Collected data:
------------------------------------------------------------

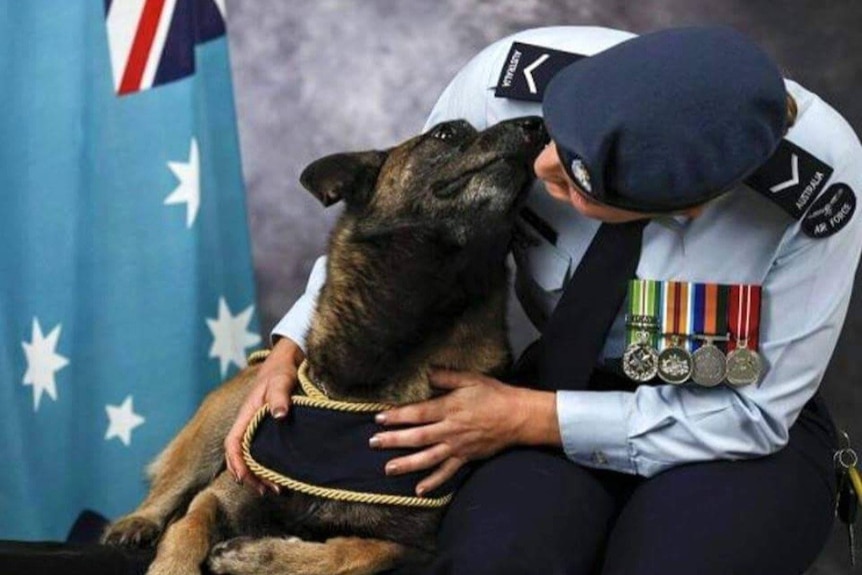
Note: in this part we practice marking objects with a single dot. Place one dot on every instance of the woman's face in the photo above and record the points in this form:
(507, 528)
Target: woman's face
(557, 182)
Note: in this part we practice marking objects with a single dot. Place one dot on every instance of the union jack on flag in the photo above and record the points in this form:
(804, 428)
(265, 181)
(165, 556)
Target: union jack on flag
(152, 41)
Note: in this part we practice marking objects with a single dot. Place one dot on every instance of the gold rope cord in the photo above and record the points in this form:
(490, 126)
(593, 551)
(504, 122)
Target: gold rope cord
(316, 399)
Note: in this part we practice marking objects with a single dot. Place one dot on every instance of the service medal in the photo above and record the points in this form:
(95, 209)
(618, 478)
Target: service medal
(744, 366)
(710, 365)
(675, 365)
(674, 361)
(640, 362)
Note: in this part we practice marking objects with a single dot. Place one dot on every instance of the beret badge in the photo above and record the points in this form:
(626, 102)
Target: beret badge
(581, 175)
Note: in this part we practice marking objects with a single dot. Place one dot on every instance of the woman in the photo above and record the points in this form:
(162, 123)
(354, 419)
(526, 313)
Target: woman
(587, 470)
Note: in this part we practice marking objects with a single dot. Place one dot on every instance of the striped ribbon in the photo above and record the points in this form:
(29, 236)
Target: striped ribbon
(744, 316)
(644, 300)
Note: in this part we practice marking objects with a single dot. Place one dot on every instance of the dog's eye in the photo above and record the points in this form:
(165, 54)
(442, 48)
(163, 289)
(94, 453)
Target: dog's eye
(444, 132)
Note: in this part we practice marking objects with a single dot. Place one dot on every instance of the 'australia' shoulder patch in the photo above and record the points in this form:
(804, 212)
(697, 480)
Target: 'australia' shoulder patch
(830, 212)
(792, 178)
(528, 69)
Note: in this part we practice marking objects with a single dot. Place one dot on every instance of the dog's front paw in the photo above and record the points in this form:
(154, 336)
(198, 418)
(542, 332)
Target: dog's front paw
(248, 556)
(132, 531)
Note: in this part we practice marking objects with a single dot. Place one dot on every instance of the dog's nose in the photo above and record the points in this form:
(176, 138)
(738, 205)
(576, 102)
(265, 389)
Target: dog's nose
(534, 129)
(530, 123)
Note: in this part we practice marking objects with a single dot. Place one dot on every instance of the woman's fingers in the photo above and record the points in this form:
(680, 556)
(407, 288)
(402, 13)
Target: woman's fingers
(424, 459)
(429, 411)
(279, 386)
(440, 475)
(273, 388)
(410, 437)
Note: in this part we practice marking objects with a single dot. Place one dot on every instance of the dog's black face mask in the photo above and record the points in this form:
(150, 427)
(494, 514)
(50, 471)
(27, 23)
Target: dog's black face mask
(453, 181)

------------------------------------------------------------

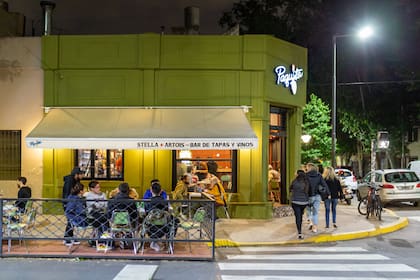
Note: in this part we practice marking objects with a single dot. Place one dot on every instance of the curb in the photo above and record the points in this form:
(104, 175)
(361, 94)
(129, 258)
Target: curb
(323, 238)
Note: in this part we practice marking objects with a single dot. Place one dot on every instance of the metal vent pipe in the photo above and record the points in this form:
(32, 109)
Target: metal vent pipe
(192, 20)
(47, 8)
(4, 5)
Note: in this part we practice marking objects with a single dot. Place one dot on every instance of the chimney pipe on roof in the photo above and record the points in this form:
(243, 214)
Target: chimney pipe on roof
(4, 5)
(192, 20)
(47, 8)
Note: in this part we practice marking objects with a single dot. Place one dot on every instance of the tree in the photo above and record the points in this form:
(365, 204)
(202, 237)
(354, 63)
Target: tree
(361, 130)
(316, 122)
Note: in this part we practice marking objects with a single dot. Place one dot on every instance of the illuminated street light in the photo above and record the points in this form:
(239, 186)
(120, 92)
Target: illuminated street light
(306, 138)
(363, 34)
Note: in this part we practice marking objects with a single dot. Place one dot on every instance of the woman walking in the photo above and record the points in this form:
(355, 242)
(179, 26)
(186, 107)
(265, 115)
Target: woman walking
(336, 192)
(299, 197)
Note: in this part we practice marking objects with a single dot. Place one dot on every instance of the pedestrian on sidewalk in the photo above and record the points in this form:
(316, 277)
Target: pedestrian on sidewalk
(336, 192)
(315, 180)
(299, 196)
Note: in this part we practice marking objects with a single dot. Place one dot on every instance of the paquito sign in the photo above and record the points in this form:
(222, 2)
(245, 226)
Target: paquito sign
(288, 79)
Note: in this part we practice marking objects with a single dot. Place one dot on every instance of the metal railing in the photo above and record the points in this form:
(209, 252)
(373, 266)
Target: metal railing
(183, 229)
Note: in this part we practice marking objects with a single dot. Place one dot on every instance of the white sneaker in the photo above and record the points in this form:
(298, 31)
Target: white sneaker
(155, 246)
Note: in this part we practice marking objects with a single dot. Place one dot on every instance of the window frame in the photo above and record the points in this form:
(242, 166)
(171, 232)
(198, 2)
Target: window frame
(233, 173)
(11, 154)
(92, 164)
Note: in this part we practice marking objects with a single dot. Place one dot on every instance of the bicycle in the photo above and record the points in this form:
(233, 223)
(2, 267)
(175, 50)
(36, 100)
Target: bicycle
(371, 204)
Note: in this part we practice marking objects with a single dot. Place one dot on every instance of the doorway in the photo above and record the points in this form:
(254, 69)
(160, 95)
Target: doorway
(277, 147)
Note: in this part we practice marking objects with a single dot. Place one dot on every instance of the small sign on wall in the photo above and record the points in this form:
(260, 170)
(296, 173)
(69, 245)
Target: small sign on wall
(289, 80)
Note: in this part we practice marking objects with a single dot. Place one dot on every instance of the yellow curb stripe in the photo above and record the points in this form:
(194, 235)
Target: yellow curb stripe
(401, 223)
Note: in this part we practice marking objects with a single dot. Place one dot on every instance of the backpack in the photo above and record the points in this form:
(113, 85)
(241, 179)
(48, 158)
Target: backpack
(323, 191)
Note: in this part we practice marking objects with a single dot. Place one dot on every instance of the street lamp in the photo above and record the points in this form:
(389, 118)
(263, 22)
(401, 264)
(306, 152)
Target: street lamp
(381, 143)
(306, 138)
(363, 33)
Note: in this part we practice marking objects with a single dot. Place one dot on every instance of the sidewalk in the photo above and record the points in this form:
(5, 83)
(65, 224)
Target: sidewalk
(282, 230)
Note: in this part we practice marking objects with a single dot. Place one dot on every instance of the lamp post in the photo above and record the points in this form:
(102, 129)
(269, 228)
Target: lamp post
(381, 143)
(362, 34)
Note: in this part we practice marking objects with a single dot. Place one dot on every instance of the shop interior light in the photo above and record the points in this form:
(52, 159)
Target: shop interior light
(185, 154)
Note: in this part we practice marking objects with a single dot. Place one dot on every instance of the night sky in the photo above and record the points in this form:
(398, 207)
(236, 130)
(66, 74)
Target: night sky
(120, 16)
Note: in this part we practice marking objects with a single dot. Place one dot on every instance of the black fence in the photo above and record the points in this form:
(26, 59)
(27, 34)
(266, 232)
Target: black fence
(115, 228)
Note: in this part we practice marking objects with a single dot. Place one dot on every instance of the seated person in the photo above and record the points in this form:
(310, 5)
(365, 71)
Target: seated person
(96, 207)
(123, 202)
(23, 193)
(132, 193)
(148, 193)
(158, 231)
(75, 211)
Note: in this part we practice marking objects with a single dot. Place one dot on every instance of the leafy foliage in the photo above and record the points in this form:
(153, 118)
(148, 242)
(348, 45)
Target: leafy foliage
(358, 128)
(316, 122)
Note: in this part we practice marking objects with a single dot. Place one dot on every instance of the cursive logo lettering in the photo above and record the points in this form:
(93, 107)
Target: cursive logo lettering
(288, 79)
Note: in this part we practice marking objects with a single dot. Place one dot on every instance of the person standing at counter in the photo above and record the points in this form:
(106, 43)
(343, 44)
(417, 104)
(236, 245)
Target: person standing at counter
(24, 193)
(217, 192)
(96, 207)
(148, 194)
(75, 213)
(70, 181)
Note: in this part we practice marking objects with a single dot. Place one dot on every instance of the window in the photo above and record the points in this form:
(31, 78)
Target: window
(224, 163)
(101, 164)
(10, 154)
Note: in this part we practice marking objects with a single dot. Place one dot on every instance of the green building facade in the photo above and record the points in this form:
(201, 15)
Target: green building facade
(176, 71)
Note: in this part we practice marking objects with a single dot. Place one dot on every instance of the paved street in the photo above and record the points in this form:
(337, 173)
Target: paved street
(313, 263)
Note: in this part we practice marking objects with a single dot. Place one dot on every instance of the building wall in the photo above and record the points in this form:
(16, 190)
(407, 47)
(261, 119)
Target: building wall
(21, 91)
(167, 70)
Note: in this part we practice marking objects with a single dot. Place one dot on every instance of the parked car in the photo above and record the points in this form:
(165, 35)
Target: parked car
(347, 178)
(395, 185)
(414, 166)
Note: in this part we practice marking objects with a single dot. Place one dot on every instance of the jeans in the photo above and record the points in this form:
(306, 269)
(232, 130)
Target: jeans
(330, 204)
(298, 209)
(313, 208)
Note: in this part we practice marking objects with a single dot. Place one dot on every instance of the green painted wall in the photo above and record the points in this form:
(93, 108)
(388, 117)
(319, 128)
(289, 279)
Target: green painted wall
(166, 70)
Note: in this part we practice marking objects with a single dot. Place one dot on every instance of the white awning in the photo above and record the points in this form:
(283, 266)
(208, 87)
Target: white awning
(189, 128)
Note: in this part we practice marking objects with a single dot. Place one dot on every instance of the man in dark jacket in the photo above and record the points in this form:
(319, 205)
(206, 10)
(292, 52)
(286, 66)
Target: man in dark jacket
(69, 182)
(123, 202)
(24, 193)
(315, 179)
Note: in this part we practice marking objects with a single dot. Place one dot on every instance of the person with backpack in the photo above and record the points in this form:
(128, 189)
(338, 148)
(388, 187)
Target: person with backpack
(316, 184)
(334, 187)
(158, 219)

------------------------------------------------------------

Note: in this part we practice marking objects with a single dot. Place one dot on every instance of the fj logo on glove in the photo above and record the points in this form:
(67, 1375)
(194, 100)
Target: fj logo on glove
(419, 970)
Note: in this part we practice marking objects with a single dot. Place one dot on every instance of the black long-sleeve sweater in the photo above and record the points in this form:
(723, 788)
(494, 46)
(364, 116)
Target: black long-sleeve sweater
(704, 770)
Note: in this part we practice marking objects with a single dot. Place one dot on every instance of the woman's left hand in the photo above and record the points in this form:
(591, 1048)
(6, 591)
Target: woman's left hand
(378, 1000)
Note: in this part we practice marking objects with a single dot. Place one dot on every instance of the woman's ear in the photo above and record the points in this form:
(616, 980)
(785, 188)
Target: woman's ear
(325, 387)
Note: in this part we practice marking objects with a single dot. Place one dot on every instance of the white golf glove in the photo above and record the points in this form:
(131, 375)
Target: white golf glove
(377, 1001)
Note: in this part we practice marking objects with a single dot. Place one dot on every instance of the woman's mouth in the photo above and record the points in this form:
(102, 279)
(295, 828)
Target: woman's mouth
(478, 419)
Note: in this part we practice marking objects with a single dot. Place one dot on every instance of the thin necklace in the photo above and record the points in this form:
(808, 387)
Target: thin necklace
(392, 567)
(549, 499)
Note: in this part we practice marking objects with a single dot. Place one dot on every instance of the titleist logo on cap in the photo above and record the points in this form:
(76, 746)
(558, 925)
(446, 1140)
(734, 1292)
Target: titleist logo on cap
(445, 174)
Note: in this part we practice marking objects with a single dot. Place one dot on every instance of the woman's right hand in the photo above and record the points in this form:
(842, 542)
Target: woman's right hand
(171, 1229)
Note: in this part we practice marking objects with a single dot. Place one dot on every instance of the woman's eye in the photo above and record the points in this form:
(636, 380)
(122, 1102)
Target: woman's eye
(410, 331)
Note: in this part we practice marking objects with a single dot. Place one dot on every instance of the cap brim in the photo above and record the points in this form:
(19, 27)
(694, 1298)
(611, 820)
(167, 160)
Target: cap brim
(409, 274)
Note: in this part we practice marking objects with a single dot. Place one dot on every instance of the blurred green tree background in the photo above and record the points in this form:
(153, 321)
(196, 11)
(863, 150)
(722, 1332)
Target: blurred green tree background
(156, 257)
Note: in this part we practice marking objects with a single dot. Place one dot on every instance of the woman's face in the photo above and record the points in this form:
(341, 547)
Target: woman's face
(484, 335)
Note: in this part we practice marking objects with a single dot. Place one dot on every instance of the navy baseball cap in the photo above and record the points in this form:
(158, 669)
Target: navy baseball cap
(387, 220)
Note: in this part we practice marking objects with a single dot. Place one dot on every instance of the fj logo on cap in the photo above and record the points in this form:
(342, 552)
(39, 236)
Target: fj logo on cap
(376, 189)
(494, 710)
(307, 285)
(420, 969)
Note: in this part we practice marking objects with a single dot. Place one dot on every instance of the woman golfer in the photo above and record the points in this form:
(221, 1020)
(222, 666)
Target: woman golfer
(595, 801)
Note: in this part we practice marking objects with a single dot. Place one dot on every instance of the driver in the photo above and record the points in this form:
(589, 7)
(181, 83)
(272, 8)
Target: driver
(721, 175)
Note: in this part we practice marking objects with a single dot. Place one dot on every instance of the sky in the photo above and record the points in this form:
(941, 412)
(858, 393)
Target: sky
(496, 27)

------------------------------------------------------------

Would you copy out exactly the lines above that start at the one containing "the black fence" and end at the one containing "of the leafy", inclusive?

Note: in this part we practice marking objects with a single dot. Place one dot on every instance of the black fence in the photo above and record the points in this form:
(26, 59)
(27, 34)
(266, 232)
Target: black fence
(115, 228)
Note: in this part we practice marking objects with a single dot. Place one dot on every instance of the seated person in the photo above and record the points in this form:
(310, 5)
(365, 71)
Target: seated person
(96, 207)
(123, 202)
(23, 193)
(132, 193)
(148, 193)
(158, 231)
(75, 211)
Note: in this part we practice marking objects with a single dot. Place one dot on every instance of the leafy foliage in the photo above and record the points in this form:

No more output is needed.